Exercise: Reproduce the part of the Pembrokeshire travel passage starting at "We wandered uninterrupted, immersing" and ending at "crowds have gone.".

Given passage:
>>>

Birthplace of Henry Tudor, father of the infamous Henry VIII, the castle has many long passageways and tunnels.
We wandered uninterrupted, immersing ourselves in bygone times brought vividly to life by displays and tableaux.
There’s plenty to recommend a short break out of season and Pembrokeshire is a particularly idyllic corner of south-west Wales to explore when the summer crowds have gone.
Over the weekend we drove along narrow country roads populated only by locals and without a caravan in sight, enjoyed free car parking in spots where there’s a fee during busy months and took leisurely strolls punctuated by a few indomitable walkers, who shrugged off the first chill of winter and strode past in shorts. This neck of the woods is a haven for ramblers as it’s home to Pembrokeshire Coast National Park, covering 260 miles of beautiful coastline and currently celebrating its 60th anniversary.

<<<

[Source data]
>>>

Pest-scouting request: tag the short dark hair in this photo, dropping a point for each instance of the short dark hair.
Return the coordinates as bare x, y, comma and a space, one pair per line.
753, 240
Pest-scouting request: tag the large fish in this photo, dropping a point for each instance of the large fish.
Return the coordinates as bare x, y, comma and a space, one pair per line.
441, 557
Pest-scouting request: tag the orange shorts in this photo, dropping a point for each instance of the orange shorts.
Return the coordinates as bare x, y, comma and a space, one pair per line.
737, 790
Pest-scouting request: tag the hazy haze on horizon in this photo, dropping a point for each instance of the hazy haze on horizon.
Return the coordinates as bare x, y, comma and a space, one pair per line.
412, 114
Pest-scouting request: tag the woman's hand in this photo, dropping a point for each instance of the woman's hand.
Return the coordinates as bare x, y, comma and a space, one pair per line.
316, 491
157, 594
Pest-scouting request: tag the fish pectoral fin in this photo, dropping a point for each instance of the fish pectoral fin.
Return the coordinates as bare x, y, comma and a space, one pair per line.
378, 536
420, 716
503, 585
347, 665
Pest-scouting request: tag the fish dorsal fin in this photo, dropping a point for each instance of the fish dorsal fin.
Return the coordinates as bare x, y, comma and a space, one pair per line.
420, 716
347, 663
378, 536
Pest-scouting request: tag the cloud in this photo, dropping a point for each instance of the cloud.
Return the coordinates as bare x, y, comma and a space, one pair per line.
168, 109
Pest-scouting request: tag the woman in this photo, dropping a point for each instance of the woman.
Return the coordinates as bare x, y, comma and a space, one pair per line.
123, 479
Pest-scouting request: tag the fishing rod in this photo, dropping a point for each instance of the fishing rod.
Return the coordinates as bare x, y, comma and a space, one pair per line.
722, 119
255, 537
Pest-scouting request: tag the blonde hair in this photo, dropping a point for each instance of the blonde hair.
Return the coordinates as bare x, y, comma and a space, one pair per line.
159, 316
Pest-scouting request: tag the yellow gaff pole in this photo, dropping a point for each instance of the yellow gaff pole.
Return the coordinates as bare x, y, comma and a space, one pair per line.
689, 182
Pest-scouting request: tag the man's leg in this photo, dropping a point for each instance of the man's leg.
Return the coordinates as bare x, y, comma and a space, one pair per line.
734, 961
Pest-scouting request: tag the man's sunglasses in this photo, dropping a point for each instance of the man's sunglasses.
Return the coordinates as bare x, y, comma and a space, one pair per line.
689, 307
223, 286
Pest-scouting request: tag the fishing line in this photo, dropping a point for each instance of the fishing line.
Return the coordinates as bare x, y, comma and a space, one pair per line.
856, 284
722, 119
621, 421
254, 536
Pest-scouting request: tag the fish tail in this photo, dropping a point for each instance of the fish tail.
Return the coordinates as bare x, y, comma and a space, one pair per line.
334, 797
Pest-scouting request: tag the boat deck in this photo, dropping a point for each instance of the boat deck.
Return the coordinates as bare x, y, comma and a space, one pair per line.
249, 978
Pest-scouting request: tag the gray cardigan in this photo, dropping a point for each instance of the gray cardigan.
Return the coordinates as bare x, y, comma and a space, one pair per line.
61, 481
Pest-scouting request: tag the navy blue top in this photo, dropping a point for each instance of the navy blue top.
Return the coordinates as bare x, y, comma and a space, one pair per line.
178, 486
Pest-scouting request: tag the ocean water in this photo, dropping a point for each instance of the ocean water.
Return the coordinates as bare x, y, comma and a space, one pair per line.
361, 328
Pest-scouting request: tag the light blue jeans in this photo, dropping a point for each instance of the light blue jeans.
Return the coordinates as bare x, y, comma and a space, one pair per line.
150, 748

<<<

Correct response:
We wandered uninterrupted, immersing ourselves in bygone times brought vividly to life by displays and tableaux.
There’s plenty to recommend a short break out of season and Pembrokeshire is a particularly idyllic corner of south-west Wales to explore when the summer crowds have gone.